_WORK REQUIRED_: Could you quote the material exactly, from the line containing "Q: Point out every instance of the notebook" through the end of the material, both ends included?

_INFORMATION SHOWN_:
--------
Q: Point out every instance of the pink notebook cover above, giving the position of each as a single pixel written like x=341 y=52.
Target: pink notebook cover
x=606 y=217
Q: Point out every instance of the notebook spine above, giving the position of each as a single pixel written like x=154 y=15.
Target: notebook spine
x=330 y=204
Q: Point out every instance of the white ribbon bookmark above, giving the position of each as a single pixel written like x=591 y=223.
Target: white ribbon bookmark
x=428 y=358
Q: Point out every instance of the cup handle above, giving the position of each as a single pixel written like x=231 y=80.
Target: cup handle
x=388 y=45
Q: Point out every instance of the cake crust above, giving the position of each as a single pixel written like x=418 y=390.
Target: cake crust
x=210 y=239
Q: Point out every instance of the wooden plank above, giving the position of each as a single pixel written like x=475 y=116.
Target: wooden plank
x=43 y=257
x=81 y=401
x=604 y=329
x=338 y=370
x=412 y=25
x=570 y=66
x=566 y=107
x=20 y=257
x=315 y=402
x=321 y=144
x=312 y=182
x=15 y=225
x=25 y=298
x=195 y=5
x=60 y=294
--------
_TASK RESULT_:
Q: Point out every instance of the notebook spine above, giving the position of each as a single pixel written like x=154 y=15.
Target: notebook spine
x=330 y=204
Q: Point out every instance of the white ribbon bookmark above, giving the position of each as a single pixel written like x=591 y=223.
Target: white ribbon bookmark
x=428 y=358
Q: Point out every instance of the cup handle above, giving the position of each as a single pixel written like x=231 y=80.
Target: cup handle
x=388 y=45
Q: Point out every instance of the cake crust above, giving the position of each as a single pixel written like x=418 y=390.
Target: cake crust
x=210 y=239
Q: Point out every instance of the wooden plank above, giving the position of each as a single pixel written like x=475 y=116.
Target: wooden plank
x=43 y=257
x=81 y=401
x=604 y=329
x=338 y=370
x=412 y=25
x=570 y=66
x=566 y=107
x=20 y=257
x=315 y=402
x=321 y=144
x=312 y=182
x=15 y=225
x=25 y=298
x=195 y=5
x=60 y=294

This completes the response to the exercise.